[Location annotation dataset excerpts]

◇ ◇ ◇

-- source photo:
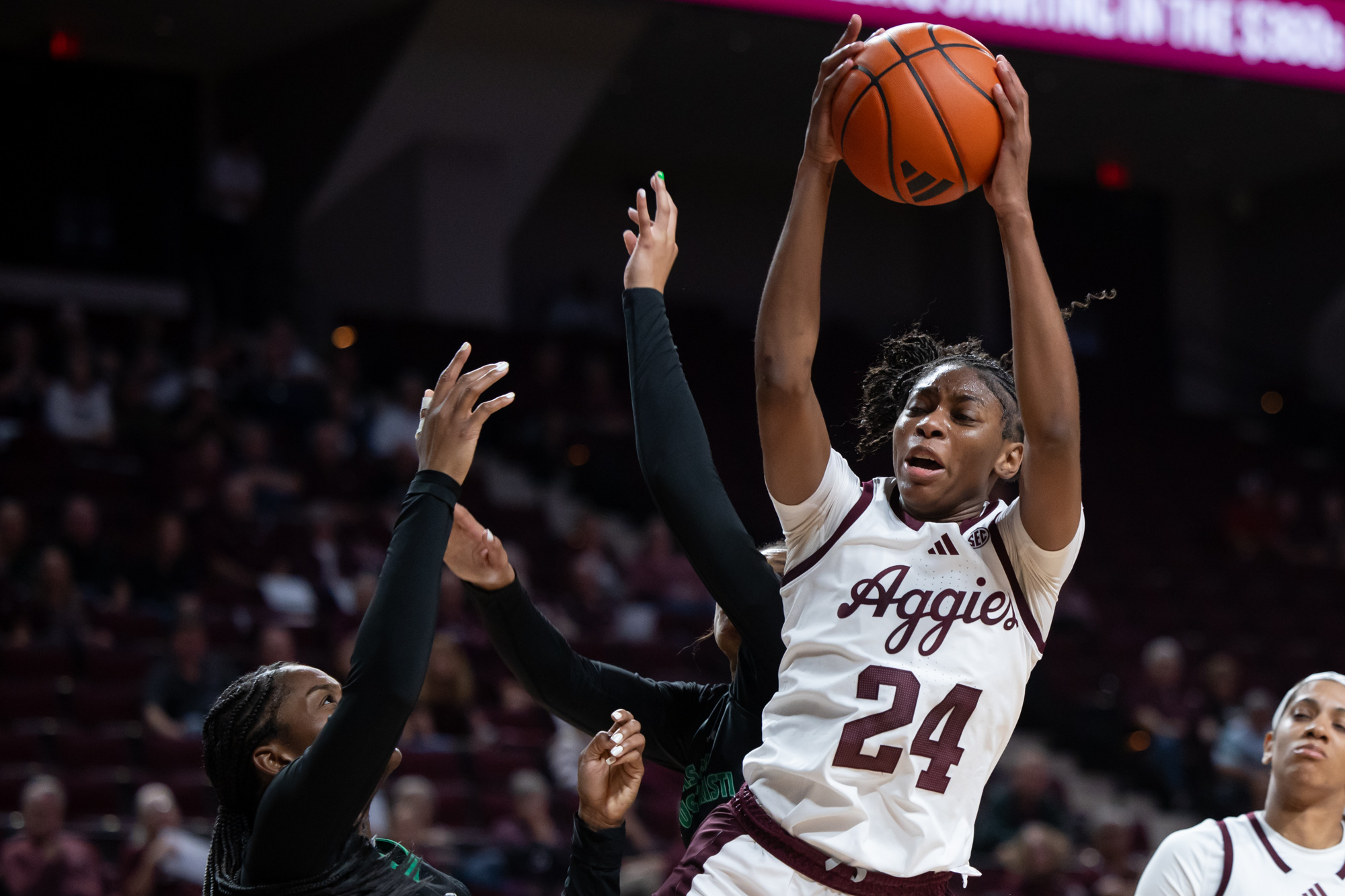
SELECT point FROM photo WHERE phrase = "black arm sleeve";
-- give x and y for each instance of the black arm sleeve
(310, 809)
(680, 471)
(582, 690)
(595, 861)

◇ ◇ ◇

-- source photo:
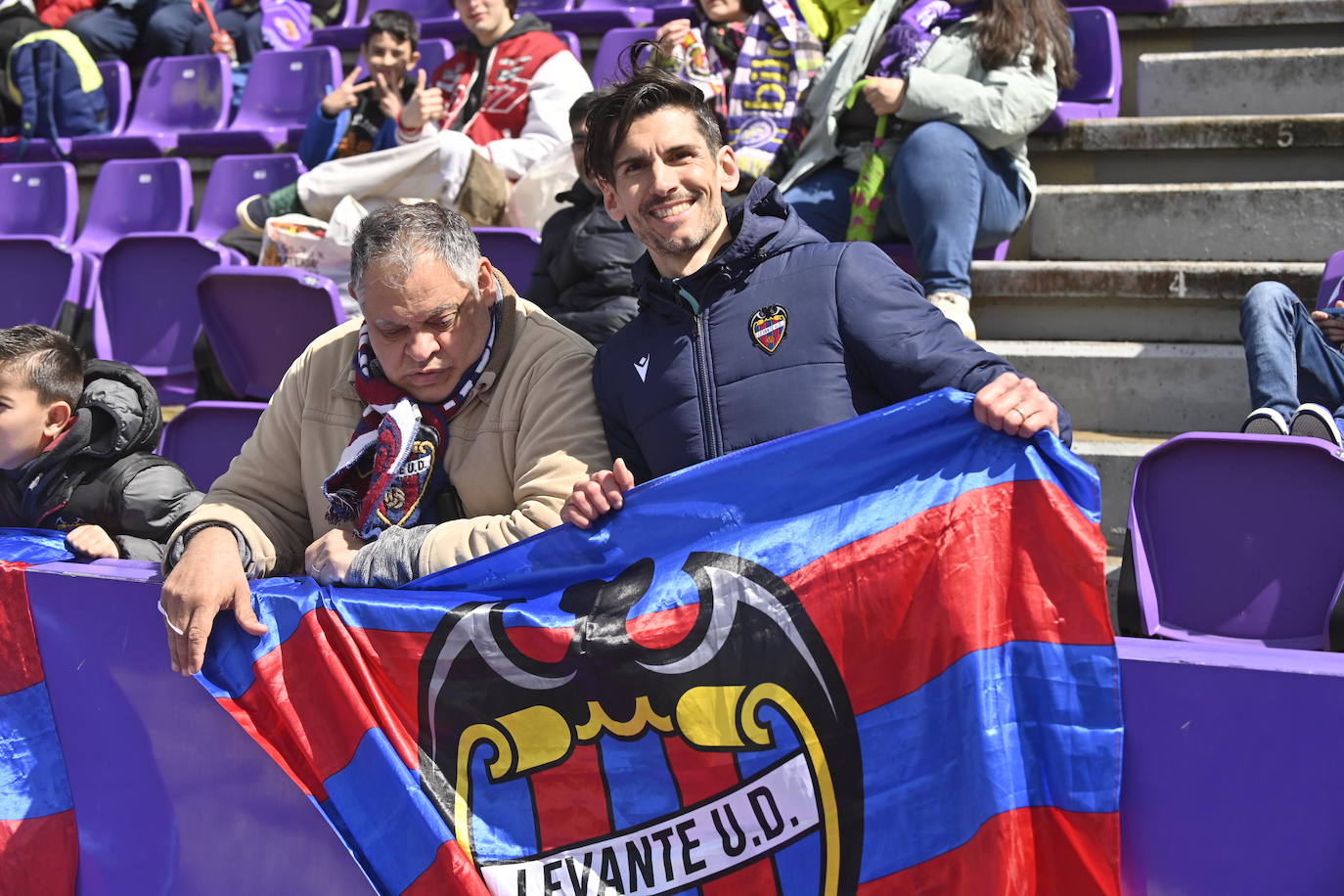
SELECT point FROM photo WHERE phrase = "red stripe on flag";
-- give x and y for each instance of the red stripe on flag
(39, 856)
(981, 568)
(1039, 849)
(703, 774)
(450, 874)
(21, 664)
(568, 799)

◇ ◇ ◇

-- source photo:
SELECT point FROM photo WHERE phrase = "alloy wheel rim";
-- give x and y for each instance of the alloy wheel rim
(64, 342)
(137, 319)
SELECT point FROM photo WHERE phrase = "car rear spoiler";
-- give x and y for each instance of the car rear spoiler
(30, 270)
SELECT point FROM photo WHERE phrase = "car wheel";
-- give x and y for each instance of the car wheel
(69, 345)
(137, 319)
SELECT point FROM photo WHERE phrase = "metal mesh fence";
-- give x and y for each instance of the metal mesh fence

◇ ◇ ◇

▶ **Exercise directions**: Locate every line in the listing above that contains the word "metal", and copy each of those lines.

▶ **Response**:
SELECT point FROM photo WHERE phrase = "metal mesh fence";
-- give x and y for each instance of the metal mesh fence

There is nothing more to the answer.